▶ _Problem A_: From the passage about Farmer H below, list every ingredient that went into the roaster pan.
▶ _Problem B_:
Answer these questions from the passage about Farmer H below, one answer per line, marked the same way:
(i) What time was it when Farmer H carried the chili dogs to the couch?
(ii) For how many years did Mrs. Hillbilly Mom eat lunch at 10:53 a.m. with the Newmentia Lunch Time Think Tank?
(iii) How many winning scratch-off tickets did the writer have yesterday?

▶ _Passage shown_:
──────

Such is the fully-retired life of Farmer H. He seems to turn up at the most inopportune times. Like this morning, in the Mansion kitchen.
I had just made a big roaster pan of potatoes and carrots and onions, sprinkled with Hidden Valley Ranch Dip powder, and draped with bacon, for our suppers the next several days. Had just slid it into the oven, washed up the dishes that appeared last night after I did the supper dishes, and plopped down in the La-Z-Boy with Shiba to check in on the innernets before my shower and town trip.
Well! Here came Farmer H across the front yard on his Gator. I heard him enter the kitchen. Heard the door of FRIG II open and close. The microwave door with two drawer handles acting as openers also opened and closed. I heard a scraping noise. Then Farmer H clomped over to the long couch carrying a plate of steaming chili dogs.
I swear, the Dawn dish soap Hawaiian Pineapple suds were not yet evaporated from around the sink drain! I had not even hit the POWER button on Shiba! It was 10:59 a.m.
Mrs. Hillbilly Mom is not one to throw stones at early eaters. She, herself, spent over 10 years feasting at the crack of 10:53 a.m. with members of the Newmentia Lunch Time Think Tank. However, now that her circadian clock has reset, she doesn't lunch until 1:00 or 2:00. Which is neither here nor there, but she most certainly does not want dirty dishes like a quart Chinese soup container coated with chili lining the counter so soon after she has cleaned up the previous dirty dishes lining the counter.
Let's hope that Genius enjoys the one-on-one time with Farmer H. And that Mrs. HM gets out of one dishwashing session while Farmer H is away.
Tuesday, October 17, 2017
Still Smells As Sweet
I've been experiencing a little slump lately on the scratch-off tickets. Yesterday, though, I had two really nice winners. So nice, in fact, that I told Farmer H that I wasn't going to cash them in just yet. I usually cash them out and put that money in my gambling stake in my casino purse.

──────

▶ _Record set_:

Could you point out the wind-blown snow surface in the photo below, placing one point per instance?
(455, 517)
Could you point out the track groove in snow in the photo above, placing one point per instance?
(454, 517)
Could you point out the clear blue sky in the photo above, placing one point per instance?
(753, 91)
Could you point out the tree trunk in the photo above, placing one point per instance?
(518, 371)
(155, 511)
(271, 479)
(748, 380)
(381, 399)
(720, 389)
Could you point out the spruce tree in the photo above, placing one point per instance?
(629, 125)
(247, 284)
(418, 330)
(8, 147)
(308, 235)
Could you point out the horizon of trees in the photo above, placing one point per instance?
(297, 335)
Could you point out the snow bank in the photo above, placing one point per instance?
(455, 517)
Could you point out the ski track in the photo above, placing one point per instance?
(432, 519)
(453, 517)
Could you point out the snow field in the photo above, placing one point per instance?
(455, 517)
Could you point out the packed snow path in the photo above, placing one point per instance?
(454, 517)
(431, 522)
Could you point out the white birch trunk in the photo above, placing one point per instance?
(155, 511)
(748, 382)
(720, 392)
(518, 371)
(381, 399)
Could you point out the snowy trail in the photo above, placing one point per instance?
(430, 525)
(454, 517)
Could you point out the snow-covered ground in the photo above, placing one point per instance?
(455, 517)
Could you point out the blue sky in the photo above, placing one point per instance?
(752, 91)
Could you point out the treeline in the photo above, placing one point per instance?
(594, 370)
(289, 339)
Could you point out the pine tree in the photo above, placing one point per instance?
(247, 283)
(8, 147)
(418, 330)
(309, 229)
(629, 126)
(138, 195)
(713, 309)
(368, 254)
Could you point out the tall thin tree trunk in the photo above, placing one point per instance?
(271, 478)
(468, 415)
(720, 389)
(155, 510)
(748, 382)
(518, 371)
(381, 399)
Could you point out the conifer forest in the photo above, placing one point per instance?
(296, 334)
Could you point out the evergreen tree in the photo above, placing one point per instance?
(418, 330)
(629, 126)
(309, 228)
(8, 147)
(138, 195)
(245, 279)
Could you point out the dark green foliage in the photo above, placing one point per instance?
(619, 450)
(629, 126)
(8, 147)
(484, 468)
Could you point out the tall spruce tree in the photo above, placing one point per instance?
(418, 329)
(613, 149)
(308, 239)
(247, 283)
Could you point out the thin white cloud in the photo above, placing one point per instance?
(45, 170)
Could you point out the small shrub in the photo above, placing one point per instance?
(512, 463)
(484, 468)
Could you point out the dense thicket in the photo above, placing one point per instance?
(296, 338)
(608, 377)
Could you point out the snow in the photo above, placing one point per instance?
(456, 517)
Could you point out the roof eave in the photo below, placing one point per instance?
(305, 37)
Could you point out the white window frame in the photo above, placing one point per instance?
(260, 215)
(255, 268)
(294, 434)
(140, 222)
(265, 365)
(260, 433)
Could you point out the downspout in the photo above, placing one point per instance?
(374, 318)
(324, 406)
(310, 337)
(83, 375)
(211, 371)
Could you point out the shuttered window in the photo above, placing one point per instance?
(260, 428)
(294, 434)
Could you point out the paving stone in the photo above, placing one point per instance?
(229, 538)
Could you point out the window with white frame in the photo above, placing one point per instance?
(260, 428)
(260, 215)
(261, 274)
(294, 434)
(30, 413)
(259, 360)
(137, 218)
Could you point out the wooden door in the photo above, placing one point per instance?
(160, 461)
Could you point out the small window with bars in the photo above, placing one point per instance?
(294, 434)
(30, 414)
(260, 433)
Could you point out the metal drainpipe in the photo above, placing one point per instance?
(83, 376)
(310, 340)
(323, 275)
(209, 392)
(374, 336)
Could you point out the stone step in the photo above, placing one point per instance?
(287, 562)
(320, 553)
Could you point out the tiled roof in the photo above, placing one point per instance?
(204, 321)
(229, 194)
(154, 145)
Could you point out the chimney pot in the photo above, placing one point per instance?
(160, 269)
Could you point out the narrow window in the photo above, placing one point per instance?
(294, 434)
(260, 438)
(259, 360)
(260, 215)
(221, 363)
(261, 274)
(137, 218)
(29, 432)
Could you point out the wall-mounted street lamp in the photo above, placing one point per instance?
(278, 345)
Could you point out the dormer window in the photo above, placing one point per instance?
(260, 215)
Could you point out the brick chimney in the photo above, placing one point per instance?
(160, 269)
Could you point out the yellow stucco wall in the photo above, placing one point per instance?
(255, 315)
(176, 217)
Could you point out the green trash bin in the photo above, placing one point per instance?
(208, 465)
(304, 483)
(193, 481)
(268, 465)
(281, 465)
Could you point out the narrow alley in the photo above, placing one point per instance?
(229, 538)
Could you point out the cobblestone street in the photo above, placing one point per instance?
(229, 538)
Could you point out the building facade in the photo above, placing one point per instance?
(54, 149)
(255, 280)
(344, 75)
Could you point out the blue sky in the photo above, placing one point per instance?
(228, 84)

──────

▶ _Full output A_: Potatoes, carrots, onions, Hidden Valley Ranch Dip powder, bacon

▶ _Full output B_:
(i) 10:59 a.m.
(ii) Over 10 years
(iii) Two